** Records to process follows **

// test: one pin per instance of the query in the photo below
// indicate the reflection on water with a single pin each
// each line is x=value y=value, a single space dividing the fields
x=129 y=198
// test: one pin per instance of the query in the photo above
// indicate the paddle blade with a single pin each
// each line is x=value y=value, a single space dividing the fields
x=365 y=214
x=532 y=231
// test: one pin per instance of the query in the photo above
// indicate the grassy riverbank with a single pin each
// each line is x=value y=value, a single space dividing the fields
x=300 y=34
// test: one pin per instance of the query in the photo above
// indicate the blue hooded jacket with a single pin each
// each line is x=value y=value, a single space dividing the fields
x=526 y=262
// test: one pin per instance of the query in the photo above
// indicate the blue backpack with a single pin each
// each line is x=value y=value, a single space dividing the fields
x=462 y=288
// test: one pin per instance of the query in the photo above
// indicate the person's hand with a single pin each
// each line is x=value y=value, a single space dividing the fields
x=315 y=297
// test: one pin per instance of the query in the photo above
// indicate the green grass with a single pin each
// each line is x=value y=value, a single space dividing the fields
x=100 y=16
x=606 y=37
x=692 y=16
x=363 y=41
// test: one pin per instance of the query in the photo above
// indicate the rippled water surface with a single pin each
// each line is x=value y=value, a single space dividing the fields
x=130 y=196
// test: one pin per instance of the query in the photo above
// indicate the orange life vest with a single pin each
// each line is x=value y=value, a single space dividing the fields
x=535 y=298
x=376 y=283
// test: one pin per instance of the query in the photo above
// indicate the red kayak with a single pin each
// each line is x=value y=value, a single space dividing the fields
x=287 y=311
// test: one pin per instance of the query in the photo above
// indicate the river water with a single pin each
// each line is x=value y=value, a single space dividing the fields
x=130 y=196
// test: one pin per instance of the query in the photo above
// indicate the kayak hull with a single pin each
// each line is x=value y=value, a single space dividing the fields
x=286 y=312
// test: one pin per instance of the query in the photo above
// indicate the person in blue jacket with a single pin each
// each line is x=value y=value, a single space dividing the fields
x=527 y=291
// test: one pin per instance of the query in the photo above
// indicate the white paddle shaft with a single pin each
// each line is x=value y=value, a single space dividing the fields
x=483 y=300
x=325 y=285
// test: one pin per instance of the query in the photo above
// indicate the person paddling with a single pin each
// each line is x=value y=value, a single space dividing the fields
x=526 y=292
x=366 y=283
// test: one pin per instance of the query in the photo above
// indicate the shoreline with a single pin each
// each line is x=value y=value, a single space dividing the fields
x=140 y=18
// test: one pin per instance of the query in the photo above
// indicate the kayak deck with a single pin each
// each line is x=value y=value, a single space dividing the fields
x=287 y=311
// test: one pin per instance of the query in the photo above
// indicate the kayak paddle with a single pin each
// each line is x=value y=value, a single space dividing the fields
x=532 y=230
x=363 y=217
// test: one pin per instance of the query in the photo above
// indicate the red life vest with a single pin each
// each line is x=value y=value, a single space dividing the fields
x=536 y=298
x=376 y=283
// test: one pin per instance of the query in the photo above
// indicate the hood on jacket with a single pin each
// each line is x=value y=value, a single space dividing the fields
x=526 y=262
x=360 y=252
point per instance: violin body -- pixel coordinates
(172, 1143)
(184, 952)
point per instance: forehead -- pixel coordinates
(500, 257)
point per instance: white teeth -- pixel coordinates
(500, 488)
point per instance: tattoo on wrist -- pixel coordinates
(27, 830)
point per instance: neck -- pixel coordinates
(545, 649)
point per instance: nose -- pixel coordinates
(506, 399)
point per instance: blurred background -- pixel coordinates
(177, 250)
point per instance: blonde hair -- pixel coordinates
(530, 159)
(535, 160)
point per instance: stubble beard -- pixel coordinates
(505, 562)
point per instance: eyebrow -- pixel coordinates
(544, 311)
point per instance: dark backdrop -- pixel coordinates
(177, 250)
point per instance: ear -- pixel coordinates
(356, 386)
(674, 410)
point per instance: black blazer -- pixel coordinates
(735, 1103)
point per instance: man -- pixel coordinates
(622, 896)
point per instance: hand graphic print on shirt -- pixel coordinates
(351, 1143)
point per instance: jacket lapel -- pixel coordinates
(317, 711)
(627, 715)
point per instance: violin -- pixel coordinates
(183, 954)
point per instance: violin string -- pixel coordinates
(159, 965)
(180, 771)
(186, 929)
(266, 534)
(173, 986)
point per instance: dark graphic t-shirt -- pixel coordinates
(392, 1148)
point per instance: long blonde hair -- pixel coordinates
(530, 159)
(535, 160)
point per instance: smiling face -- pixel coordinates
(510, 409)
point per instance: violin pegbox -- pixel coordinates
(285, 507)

** End of Records to process **

• _Work instructions_: List all lines in the material containing the string "paddle".

• _Answer area_:
// indicate the paddle blade with a single pin each
// indicate the white paddle shaft with a single pin each
// indicate the kayak paddle with a single pin each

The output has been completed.